**Goal of the exercise**
Write out the entries verbatim and leave the images out of the copy.

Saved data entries
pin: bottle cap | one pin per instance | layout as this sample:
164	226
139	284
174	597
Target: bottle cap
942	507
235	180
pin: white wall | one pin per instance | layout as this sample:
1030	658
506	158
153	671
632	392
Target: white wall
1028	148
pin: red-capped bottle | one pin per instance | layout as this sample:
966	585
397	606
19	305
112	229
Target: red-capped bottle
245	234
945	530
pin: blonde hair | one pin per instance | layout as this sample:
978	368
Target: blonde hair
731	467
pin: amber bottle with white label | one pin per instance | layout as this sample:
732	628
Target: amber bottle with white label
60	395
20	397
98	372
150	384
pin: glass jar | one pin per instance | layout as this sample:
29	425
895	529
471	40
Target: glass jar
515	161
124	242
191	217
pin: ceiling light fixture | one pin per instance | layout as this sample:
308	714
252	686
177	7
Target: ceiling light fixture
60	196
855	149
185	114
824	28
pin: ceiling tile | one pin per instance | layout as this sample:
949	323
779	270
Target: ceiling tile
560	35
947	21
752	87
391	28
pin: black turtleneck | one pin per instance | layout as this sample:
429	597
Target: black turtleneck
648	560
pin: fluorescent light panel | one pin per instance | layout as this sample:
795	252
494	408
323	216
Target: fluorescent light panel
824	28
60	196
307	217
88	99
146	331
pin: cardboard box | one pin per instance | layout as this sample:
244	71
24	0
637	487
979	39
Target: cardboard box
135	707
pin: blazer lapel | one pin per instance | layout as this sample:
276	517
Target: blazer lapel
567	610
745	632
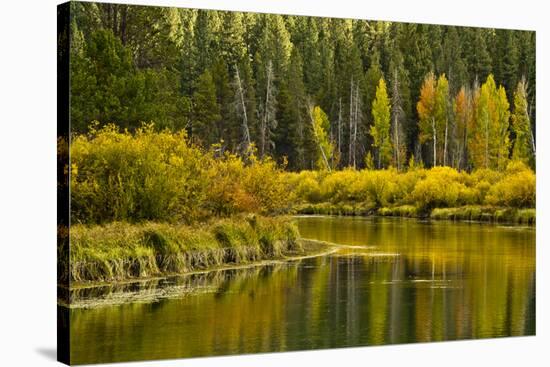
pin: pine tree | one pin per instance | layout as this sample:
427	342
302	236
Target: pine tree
426	111
321	129
380	130
206	111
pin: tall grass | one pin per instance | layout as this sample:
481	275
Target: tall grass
119	250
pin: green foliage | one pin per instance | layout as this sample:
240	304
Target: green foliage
106	86
321	128
159	176
121	251
389	190
517	188
132	63
206	111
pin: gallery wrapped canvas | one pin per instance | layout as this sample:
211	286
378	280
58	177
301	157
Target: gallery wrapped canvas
233	182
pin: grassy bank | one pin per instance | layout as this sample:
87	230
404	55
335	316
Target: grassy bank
120	251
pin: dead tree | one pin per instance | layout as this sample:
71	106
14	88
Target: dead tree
241	108
268	122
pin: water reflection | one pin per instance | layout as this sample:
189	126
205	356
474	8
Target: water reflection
438	281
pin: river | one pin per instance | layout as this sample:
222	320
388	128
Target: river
396	281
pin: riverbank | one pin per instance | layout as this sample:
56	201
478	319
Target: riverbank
487	214
122	252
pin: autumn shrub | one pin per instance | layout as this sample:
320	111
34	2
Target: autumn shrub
337	186
304	186
516	189
143	176
442	187
151	175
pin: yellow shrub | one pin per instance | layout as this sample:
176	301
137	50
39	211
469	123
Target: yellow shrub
516	189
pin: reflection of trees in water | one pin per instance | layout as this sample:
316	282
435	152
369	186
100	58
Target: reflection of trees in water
446	284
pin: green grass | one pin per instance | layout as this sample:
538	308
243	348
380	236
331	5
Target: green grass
120	251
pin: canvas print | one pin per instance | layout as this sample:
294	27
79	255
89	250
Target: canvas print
233	182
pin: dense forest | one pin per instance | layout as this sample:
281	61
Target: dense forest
312	93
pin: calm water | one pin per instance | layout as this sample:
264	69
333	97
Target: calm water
402	281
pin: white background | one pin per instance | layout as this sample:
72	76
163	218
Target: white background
28	196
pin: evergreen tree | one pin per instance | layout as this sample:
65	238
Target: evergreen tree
426	108
206	111
380	130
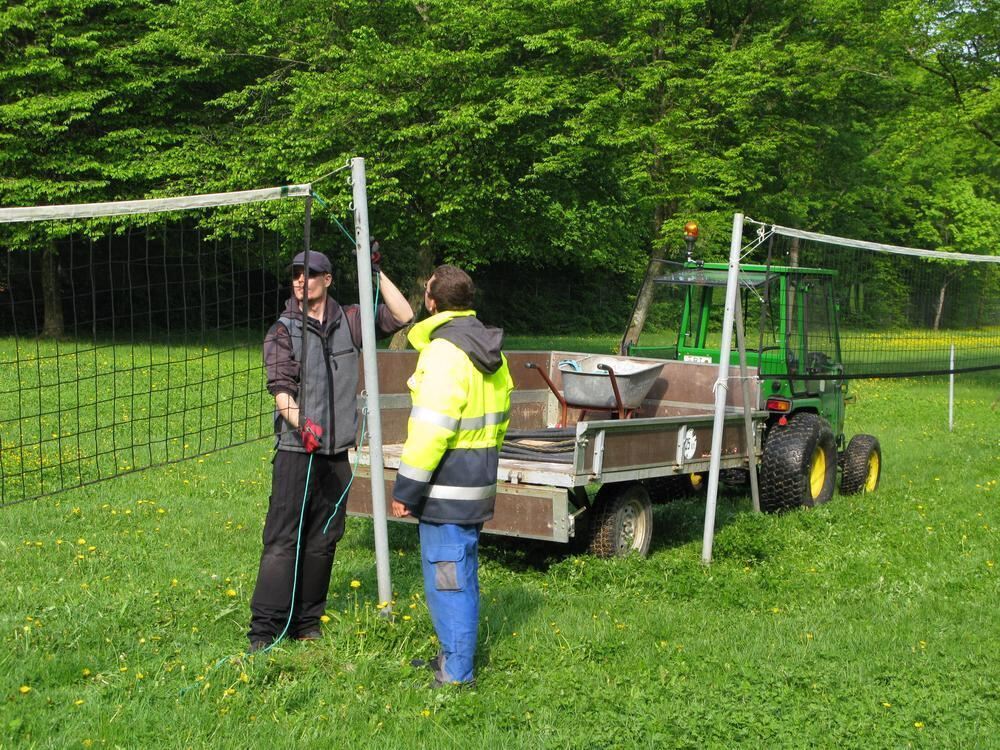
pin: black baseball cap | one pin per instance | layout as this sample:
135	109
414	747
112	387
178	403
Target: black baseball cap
318	263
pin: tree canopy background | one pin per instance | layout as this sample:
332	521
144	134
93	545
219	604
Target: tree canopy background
551	147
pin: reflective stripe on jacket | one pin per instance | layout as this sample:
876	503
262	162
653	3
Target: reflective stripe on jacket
460	414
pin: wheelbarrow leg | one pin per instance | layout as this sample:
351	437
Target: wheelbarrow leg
555	391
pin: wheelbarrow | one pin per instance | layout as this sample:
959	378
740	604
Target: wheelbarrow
601	384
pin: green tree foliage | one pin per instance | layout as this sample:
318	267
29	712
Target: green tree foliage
551	137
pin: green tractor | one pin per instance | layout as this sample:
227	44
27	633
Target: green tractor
789	319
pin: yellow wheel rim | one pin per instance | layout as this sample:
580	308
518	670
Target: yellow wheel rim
817	473
873	470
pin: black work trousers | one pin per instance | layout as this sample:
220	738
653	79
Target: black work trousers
272	596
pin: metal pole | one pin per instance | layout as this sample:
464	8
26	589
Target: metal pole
951	391
721	387
747	416
368	351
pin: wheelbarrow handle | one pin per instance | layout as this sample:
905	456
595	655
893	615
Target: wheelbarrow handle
614	387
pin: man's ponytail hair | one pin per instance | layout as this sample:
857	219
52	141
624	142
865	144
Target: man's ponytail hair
452	288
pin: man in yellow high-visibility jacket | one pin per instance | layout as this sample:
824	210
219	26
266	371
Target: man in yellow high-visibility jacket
448	473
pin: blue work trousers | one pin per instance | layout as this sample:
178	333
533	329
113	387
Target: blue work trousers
449	555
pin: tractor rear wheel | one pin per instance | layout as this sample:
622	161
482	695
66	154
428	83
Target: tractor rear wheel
622	521
862	465
799	465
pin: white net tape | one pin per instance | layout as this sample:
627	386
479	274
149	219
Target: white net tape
150	206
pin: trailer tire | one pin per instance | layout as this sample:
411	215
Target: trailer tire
622	521
799	465
862	465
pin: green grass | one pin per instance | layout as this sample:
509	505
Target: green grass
868	622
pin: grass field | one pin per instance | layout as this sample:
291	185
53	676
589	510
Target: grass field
868	622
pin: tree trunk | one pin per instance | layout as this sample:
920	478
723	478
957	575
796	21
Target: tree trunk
939	308
52	326
425	267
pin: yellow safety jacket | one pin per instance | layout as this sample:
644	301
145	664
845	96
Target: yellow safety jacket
461	408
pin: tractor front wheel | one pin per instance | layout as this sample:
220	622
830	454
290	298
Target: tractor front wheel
799	465
862	465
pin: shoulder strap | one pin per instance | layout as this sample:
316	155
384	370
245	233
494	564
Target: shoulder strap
295	332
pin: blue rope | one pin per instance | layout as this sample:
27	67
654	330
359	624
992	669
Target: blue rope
336	221
295	583
298	552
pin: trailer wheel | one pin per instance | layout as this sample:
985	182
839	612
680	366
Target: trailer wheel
799	465
622	522
862	465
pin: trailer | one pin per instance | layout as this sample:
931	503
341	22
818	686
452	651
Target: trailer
585	466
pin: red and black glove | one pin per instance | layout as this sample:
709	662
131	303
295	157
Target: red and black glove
312	436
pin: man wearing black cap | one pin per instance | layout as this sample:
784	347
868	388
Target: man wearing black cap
314	429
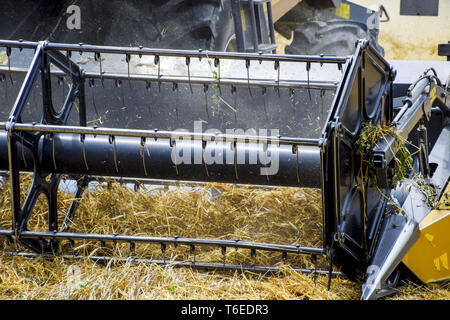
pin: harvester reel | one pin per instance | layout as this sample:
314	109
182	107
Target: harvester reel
317	105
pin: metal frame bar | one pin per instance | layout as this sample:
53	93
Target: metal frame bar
50	54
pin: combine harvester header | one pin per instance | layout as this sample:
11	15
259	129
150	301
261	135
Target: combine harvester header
325	122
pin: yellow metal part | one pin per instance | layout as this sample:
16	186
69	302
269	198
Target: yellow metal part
429	257
343	11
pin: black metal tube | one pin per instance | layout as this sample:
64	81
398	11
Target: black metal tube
173	53
173	240
189	160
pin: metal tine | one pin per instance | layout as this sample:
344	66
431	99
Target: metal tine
247	65
233	92
127	59
308	67
264	92
203	157
158	62
253	254
3	79
143	148
322	94
217	65
188	62
82	138
192	251
92	85
163	250
295	150
292	97
112	140
69	60
224	252
148	86
205	90
277	68
97	57
175	88
60	83
314	261
8	53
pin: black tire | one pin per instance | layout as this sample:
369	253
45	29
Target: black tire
333	37
177	24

**Result of the task**
pin: bottle cap | one pin per instance | layout as this sample:
164	226
139	284
174	597
Target: bottle cap
942	507
235	180
pin: white wall | one pin per instance | layout as this sample:
1030	658
506	158
153	671
632	392
Target: white wall
1028	148
pin: red-capped bottle | one pin per instance | layout as this sample:
966	585
397	606
19	305
112	229
Target: red-capped bottle
245	234
945	530
pin: blonde hair | one pin per instance | layout as this sample:
978	368
Target: blonde hair
731	467
pin: amber bottle with white label | one pin per instance | layout as this sample:
732	628
Target: amber bottle with white label
60	395
20	397
98	372
150	384
pin: glass jar | one pin per instance | layout as this sample:
29	425
895	529
471	40
Target: glass jar
515	161
124	242
191	217
pin: ceiling light fixture | one pin per instance | layout as this sample:
308	714
252	686
177	7
Target: ceiling light fixture
60	196
855	149
185	114
824	28
pin: ceiling tile | one pin per instance | layout as this sample:
949	323
779	270
Target: ceiling tile
560	35
947	21
752	87
391	28
pin: black turtleneck | one pin per instance | layout as this sample:
429	597
Target: black turtleneck
648	560
pin: fluorescent light panel | one pin per instance | layout as this sample:
795	252
494	408
323	216
Target: fluorescent light panel
824	28
60	196
307	217
88	99
146	331
pin: cardboard box | one pin per instance | layout as this sample:
244	71
24	0
637	487
979	39
Target: cardboard box
135	707
pin: blazer lapel | one pin per instance | layout as this sample:
276	517
Target: blazer lapel
567	610
745	632
pin: pine tree | one pin per instance | layout as this sample:
427	342
302	236
Target: pine tree
426	111
321	129
380	130
206	111
pin: tall grass | one pin per instance | layout as this sample:
481	275
Target: tall grass
119	250
pin: green foliage | one pin per instance | layout as this sample:
240	304
Target: green foliage
106	86
321	128
159	176
121	251
389	190
517	188
132	63
206	111
pin: gallery wrapped canvas | one pin per instance | layout as this sample:
211	286
378	280
58	177
301	157
Target: gallery wrapped canvas
233	182
pin: grassy bank | one pin per instance | layout as this sample:
87	230
404	55
335	316
Target: grassy bank
120	251
pin: dead tree | one pin per instance | layout as this sample:
71	106
14	88
Target: dead tree
241	108
268	122
pin: water reflection | one pin per instance | layout as this sample:
189	126
205	356
474	8
Target: water reflection
438	281
pin: river | one pin per instance | layout as this sample:
222	320
388	128
Target: river
396	281
pin: riverbank | one pin per instance | layout as this sample:
56	201
478	319
Target: riverbank
487	214
122	252
pin: autumn shrub | one pin per instance | layout as this sample:
320	111
34	2
Target: autumn shrub
337	186
304	186
516	189
143	176
442	187
151	175
pin: yellow shrub | one pin per instance | layout as this sample:
176	301
137	50
39	211
469	123
Target: yellow shrub
516	189
pin: reflection of trees in water | one pin per instance | layout as this sample:
316	282
435	152
369	186
100	58
Target: reflection of trees in water
446	284
pin: green grass | one pin per instance | layout as this sample:
538	308
243	348
380	236
331	5
Target: green grass
120	251
pin: canvas print | one pin per instance | layout as this sample:
294	27
79	255
89	250
Target: canvas print
233	182
pin: dense forest | one pin per instance | layout as this sample:
281	61
Target: dense forest
312	93
pin: calm water | one pin per instance | layout as this sample:
264	69
333	97
Target: calm water
402	281
pin: white background | one pin per instance | layout as this sample:
72	76
163	218
Target: white background
28	196
pin: evergreen tree | one pin per instance | layout as this sample:
65	238
Target: evergreen tree
426	108
206	111
380	130
pin: black baseball cap | one pin per instance | layout as this sample:
135	109
414	747
112	387
178	403
Target: black baseball cap
318	263
pin: tree canopy background | one pin per instance | layout as this sample:
332	521
144	134
93	545
219	604
Target: tree canopy background
551	147
pin: reflective stripe on jacket | one pin per instance | layout as this sample:
876	503
262	162
653	3
Target: reflective stripe on jacket
460	414
pin: wheelbarrow leg | one pin per instance | layout as this sample:
351	437
Target: wheelbarrow leg
555	391
pin: wheelbarrow | one pin per instance | layout as this sample:
959	378
740	604
Target: wheelbarrow
601	384
pin: green tree foliage | one pin per instance | layout as this sample:
318	267
29	712
Target: green tree foliage
551	137
pin: green tractor | one pin per instance | layout as this sample:
227	44
27	633
Target: green tractor
789	319
pin: yellow wheel rim | one pin per instance | layout as this sample:
580	308
518	670
Target: yellow wheel rim
817	473
873	470
pin: black work trousers | one pin per instance | layout as this sample:
220	738
653	79
Target: black work trousers
272	596
pin: metal pole | one pin per instance | layout as this sample:
464	8
26	589
Target: metal pole
951	391
721	387
747	416
368	351
pin: wheelbarrow handle | one pin per instance | layout as this sample:
905	456
595	655
893	615
Target: wheelbarrow handle
614	387
pin: man's ponytail hair | one pin per instance | layout as this sample:
857	219
52	141
624	142
865	144
Target: man's ponytail hair
452	288
pin: man in yellow high-visibility jacket | one pin per instance | layout as this sample:
824	210
219	26
266	371
Target: man in yellow high-visibility jacket
448	473
pin: blue work trousers | one pin per instance | layout as this sample:
178	333
533	329
113	387
Target: blue work trousers
449	555
pin: tractor rear wheel | one pin per instance | layout as this sample:
622	161
482	695
66	154
428	83
Target: tractor rear wheel
622	521
862	465
799	465
pin: white net tape | one pin per instance | layout as this sample:
627	386
479	274
149	219
Target: white net tape
150	206
pin: trailer tire | one pin per instance | layout as this sample:
411	215
Target: trailer tire
622	521
799	465
862	465
pin: green grass | one pin per instance | layout as this sample:
509	505
Target: green grass
868	622
pin: grass field | one pin per instance | layout as this sample:
291	185
53	676
589	510
Target: grass field
868	622
pin: tree trunk | one pin per instance | layout as this sample:
920	478
723	478
957	575
796	21
Target: tree trunk
939	308
52	326
425	267
pin: yellow safety jacket | one pin per instance | layout as this sample:
644	301
145	664
845	96
Target: yellow safety jacket
461	408
pin: tractor front wheel | one pin per instance | layout as this sample:
220	622
830	454
290	298
Target: tractor front wheel
799	465
862	465
pin: shoulder strap | one pin per instance | layout as this sample:
316	155
384	370
245	233
494	564
Target: shoulder strap
295	332
pin: blue rope | one pin per instance | layout as this sample:
27	67
654	330
359	624
992	669
Target: blue rope
336	221
295	583
298	552
pin: trailer wheel | one pin per instance | layout as this sample:
985	182
839	612
680	366
Target: trailer wheel
799	465
622	522
862	465
pin: trailer | one pin per instance | layout as this sample:
931	503
341	22
818	686
452	651
Target: trailer
585	466
pin: red and black glove | one pin per instance | layout as this sample:
709	662
131	303
295	157
Target: red and black glove
312	436
pin: man wearing black cap | one pin per instance | layout as this sample:
784	347
868	388
Target: man wearing black cap
314	429
pin: harvester reel | one pin per instance | layout as this sample:
314	109
182	107
Target: harvester reel
317	105
pin: metal frame bar | one pin per instance | layout as this sample:
53	93
Target: metal frame bar
50	54
pin: combine harvester header | one pin per instance | layout as this sample:
11	15
259	129
150	301
261	135
Target: combine harvester header
325	122
pin: yellow metal part | one pin per instance | layout as this sample:
16	186
69	302
269	198
Target: yellow metal part
429	257
343	11
pin: black metal tube | one pin per instance | layout as this sample:
64	81
398	11
Target: black metal tube
173	53
173	240
189	160
pin: metal tine | one pin per instance | layout as this sample:
344	66
431	99
Target: metal tine
247	65
233	92
127	59
308	67
264	92
203	157
158	62
253	254
3	79
143	148
322	94
217	65
188	62
82	138
192	251
92	85
163	250
295	150
292	97
112	140
69	60
224	252
148	86
205	90
277	68
97	57
175	88
60	83
314	261
8	53
pin: black tire | one pin per instance | layout as this sample:
369	253
45	29
Target: black tire
333	37
177	24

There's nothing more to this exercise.